EXTRACTED RECORDS:
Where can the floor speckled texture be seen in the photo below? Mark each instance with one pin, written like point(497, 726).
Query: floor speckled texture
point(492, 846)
...
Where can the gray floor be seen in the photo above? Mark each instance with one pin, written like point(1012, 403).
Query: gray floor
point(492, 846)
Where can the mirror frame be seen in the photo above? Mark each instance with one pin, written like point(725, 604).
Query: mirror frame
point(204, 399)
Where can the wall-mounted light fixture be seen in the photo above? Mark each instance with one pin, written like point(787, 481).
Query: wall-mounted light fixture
---
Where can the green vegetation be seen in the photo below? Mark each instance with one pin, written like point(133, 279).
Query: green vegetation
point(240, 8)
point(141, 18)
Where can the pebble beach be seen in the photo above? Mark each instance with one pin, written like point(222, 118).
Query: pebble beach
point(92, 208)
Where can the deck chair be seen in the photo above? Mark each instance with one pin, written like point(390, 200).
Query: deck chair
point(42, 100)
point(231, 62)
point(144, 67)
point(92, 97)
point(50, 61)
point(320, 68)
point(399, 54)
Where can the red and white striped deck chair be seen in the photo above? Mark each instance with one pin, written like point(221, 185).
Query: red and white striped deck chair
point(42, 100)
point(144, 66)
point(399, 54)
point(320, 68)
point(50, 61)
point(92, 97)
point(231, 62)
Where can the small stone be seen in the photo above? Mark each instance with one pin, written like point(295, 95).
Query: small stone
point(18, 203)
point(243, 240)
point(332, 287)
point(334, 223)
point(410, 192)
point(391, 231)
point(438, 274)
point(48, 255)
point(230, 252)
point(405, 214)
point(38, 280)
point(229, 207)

REQUIREMENT: Reproduce the stretch from the line containing "Where can the mirror" through the line containing "Query: wall-mounted light fixture", requests included. Scale every point coordinate in the answers by 2.55, rounding to whole numbers with halves going up, and leave the requests and their sample coordinates unchanged.

FINISHED EXERCISE:
Where can the mirror frame be seen in the photo above? Mark each instance with one pin, written like point(725, 604).
Query: mirror frame
point(520, 1017)
Where can the wall-mounted light fixture be seen in the photo above? Mark each instance with one pin, written like point(787, 481).
Query: wall-mounted light fixture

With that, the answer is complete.